--- Begin Supplied material ---
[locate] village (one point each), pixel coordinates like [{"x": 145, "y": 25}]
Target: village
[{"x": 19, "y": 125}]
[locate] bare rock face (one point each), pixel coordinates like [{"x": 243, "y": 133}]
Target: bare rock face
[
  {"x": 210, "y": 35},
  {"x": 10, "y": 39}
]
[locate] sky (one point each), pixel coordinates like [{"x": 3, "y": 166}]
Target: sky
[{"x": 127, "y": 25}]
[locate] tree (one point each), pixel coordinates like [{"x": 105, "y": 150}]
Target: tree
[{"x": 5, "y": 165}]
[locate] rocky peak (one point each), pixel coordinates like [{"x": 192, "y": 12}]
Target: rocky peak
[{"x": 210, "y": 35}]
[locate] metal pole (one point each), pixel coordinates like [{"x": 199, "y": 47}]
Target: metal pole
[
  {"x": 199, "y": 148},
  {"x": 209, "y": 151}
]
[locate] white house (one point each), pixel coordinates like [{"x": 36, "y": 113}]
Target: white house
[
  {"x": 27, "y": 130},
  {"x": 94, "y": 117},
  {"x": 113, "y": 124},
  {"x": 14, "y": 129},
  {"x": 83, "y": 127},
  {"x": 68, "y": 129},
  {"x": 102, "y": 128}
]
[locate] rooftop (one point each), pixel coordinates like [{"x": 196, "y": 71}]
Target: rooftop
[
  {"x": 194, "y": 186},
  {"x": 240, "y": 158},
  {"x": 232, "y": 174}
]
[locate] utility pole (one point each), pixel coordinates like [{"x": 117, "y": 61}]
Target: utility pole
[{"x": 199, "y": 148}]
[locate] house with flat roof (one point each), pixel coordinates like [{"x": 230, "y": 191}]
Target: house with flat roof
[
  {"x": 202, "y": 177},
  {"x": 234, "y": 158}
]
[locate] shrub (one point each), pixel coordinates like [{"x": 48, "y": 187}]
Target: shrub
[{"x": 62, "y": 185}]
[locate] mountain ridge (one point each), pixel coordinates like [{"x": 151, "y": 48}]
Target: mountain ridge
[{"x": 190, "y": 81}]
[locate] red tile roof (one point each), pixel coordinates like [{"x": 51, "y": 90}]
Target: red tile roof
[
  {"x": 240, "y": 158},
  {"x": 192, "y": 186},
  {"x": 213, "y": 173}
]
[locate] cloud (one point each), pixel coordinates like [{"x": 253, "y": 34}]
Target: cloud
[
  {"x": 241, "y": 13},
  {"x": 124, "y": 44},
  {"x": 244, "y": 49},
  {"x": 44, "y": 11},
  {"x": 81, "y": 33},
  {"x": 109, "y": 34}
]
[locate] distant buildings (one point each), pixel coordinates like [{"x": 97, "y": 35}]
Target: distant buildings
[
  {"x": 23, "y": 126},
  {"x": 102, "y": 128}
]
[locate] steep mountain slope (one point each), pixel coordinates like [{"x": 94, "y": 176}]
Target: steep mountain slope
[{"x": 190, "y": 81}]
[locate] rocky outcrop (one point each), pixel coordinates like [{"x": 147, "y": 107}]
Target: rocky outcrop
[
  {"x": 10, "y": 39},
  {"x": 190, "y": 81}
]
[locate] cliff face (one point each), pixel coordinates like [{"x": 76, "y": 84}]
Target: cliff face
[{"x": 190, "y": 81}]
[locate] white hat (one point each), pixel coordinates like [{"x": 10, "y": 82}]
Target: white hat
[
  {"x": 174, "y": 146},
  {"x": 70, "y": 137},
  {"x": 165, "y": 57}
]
--- End Supplied material ---
→ **To do**
Extract all the entries word for word.

→ **Result for this exercise**
[locate] village (one point each), pixel coordinates like [{"x": 145, "y": 25}]
Target: village
[{"x": 19, "y": 125}]
[locate] bare rock face (one point each), pixel coordinates like [{"x": 243, "y": 133}]
Target: bare rock face
[
  {"x": 210, "y": 35},
  {"x": 10, "y": 39}
]
[locate] sky (one point each), pixel coordinates like [{"x": 3, "y": 166}]
Target: sky
[{"x": 127, "y": 25}]
[locate] tree (one point each), pixel coordinates like [{"x": 105, "y": 150}]
Target: tree
[{"x": 5, "y": 165}]
[locate] rocky peak (one point each), pixel coordinates like [{"x": 192, "y": 12}]
Target: rocky peak
[{"x": 210, "y": 35}]
[locate] metal pole (one point each), pixel coordinates like [{"x": 199, "y": 47}]
Target: metal pole
[
  {"x": 199, "y": 148},
  {"x": 209, "y": 151}
]
[locate] white house (one point each), pixel coordinates like [{"x": 36, "y": 113}]
Target: white house
[
  {"x": 27, "y": 130},
  {"x": 94, "y": 117},
  {"x": 113, "y": 124},
  {"x": 14, "y": 129},
  {"x": 83, "y": 127},
  {"x": 68, "y": 129},
  {"x": 102, "y": 128}
]
[locate] rooftop (one point each), pixel coordinates like [{"x": 196, "y": 71}]
Target: rooftop
[
  {"x": 194, "y": 186},
  {"x": 240, "y": 158},
  {"x": 232, "y": 174}
]
[locate] utility pole (one point each), pixel coordinates like [{"x": 117, "y": 61}]
Target: utility pole
[{"x": 199, "y": 148}]
[locate] house with flat roof (one point each), pixel coordinates like [{"x": 230, "y": 191}]
Target: house with flat roof
[
  {"x": 202, "y": 177},
  {"x": 234, "y": 158}
]
[locate] shrub (one point each), pixel coordinates like [{"x": 48, "y": 187}]
Target: shrub
[{"x": 62, "y": 185}]
[locate] mountain ridge (one point each), pixel coordinates like [{"x": 151, "y": 48}]
Target: mountain ridge
[{"x": 190, "y": 81}]
[locate] red tile roof (one point each), pixel coordinates like [{"x": 51, "y": 90}]
Target: red tile roof
[
  {"x": 240, "y": 158},
  {"x": 192, "y": 186},
  {"x": 213, "y": 173}
]
[locate] cloud (one point each), pixel coordinates like [{"x": 253, "y": 34}]
Target: cloud
[
  {"x": 241, "y": 13},
  {"x": 124, "y": 44},
  {"x": 244, "y": 49},
  {"x": 44, "y": 11},
  {"x": 81, "y": 33},
  {"x": 109, "y": 34}
]
[locate] distant buildings (one point each), pixel coordinates like [{"x": 97, "y": 35}]
Target: distant buildings
[
  {"x": 23, "y": 126},
  {"x": 102, "y": 128}
]
[locate] steep mountain slope (one point each), pixel coordinates like [{"x": 94, "y": 176}]
Target: steep mountain slope
[{"x": 190, "y": 81}]
[locate] rocky outcrop (one point each), pixel coordinates like [{"x": 147, "y": 107}]
Target: rocky outcrop
[
  {"x": 10, "y": 39},
  {"x": 190, "y": 81}
]
[locate] cliff face (one point each), pixel coordinates like [{"x": 76, "y": 84}]
Target: cliff face
[{"x": 190, "y": 81}]
[locate] white hat (one point each), pixel coordinates like [{"x": 10, "y": 82}]
Target: white hat
[
  {"x": 174, "y": 146},
  {"x": 70, "y": 137},
  {"x": 165, "y": 57}
]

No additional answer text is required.